Clips value not being maximised by sport, digital experts say

Rupert Murdoch’s News Corp and digital specialists the Perform Group have said that sports rights-holders are holding back the growth of mobile and internet sports consumption and as a consequence not getting the maximum value for their rights.

Talking at a TV Sports Markets webinar on the digital consumption of sport, Simon Greenberg, the global head of rights at News Corp, and Oliver Slipper, joint chief executive of Perform, said that rights-holders needed to completely separate the sale of their main live television rights from the rights to short-form online content such as clips and short highlights. Many rights-holders still sell their main television rights and all digital rights in the same packages.

“I’ve read rights-holders talking about how they are embracing digital. Well, I’m not sure they really are,” Greenberg said. “I don’t think that they fully understand it. You are never going to embrace digital properly if you keep linking it to live rights. It’s a completely separate package of rights on its own.”

He said the free market would “allow mobile and digital rights to find their own level, instead of artificially holding them back by linking them to the live rights.”

If digital rights were sold separately, specialist digital operators would be able to bid more aggressively for them without having to “rely on whether the main live broadcaster wants to carve them out, wants to enter into a partnership with you, or whatever it may be.”

• _PROVIDED MATERIAL_:
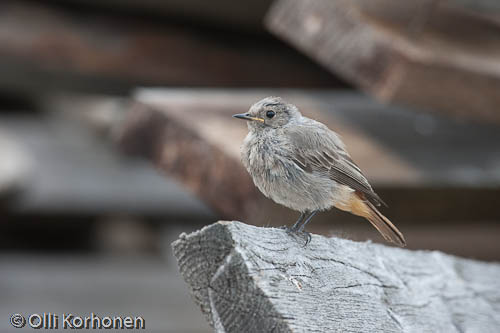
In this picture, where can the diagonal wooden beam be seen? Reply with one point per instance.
(424, 53)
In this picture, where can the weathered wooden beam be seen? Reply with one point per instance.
(45, 47)
(190, 134)
(249, 279)
(424, 53)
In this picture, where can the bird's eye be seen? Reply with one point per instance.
(270, 114)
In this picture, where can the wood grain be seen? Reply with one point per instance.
(249, 279)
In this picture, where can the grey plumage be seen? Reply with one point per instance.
(302, 164)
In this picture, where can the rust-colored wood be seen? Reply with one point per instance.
(44, 47)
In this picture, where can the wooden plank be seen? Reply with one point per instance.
(425, 53)
(104, 284)
(249, 279)
(56, 48)
(190, 135)
(221, 13)
(78, 173)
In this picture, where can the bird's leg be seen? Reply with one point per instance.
(311, 214)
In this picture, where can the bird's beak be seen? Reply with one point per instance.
(246, 116)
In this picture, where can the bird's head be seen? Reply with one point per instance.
(270, 112)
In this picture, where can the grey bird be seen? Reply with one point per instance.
(301, 164)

• _PROBLEM DETAILS_:
According to the article on the value of sports clips, what position does Oliver Slipper hold?

• _WRITTEN SOLUTION_:
He is joint chief executive of Perform.